● **Task requirements**
Find every line in the records that contains the word "Class" and copy each one out.

● **Working data**
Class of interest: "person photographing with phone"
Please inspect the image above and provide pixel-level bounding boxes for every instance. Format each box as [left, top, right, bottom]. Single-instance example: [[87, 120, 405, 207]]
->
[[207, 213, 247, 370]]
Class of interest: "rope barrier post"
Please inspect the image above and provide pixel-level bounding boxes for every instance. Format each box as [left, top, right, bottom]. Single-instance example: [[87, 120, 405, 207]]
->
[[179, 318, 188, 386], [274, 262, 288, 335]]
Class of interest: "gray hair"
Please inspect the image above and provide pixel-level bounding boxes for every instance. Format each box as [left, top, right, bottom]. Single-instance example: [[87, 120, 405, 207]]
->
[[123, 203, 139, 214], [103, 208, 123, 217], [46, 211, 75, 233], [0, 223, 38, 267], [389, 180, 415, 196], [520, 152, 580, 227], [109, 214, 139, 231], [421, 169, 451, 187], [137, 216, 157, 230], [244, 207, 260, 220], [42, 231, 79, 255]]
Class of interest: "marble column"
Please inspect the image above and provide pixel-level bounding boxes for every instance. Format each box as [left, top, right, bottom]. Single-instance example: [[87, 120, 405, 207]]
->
...
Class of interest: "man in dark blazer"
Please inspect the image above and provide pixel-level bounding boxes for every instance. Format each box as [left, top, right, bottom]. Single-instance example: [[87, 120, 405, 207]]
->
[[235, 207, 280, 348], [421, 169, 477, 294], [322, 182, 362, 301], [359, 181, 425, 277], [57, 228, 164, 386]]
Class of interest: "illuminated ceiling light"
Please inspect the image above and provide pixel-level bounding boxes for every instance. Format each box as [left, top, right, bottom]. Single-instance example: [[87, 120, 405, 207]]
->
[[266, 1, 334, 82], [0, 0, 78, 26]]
...
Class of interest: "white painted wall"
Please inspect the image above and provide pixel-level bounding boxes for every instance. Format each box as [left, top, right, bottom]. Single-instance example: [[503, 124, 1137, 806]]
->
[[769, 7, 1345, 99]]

● **Task result**
Class of interest: "person photographing with phone"
Class of interest: "rope barrier post"
Class of interest: "gray hair"
Class of interest: "marble column"
Class of interest: "man in dark blazer"
Class of interest: "illuminated ceiling light"
Class of interest: "white painted wall"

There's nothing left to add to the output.